[[ Material provided, beginning ]]
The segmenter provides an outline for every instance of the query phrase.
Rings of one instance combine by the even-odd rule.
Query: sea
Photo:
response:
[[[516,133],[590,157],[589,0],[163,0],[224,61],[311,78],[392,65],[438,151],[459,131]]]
[[ Material provided, end ]]
[[ Material provided, beginning ]]
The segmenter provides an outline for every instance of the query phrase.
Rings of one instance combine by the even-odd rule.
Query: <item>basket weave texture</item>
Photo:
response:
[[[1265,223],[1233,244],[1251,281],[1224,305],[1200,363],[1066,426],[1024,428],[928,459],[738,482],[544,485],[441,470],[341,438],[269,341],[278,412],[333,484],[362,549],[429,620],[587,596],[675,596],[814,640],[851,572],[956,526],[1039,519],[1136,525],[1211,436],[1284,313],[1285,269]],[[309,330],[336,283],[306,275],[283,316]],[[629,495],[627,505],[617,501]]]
[[ Material provided, end ]]
[[ Material provided, beginning ]]
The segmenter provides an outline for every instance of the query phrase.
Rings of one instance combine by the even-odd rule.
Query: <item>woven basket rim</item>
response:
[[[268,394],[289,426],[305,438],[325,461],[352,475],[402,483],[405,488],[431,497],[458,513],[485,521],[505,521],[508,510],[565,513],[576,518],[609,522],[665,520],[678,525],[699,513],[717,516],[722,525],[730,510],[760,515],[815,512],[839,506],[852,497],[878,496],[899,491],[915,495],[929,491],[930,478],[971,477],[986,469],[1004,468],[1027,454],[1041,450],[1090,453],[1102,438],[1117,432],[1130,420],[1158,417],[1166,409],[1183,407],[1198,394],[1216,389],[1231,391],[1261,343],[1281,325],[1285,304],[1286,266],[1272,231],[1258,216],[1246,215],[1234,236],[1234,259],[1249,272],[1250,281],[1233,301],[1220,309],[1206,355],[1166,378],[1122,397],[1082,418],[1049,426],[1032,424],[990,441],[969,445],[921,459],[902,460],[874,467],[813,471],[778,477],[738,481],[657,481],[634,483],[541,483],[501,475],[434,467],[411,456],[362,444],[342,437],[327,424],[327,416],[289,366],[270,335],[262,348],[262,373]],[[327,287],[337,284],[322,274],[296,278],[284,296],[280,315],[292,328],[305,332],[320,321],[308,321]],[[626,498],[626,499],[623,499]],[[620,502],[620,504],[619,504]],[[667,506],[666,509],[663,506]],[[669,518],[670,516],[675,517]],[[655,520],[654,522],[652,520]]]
[[ Material provided, end ]]
• [Task objective]
Go over the data and return every line that includes the word "basket".

• [Exercise answer]
Query: <item>basket weave texture</item>
Query: <item>woven basket rim</item>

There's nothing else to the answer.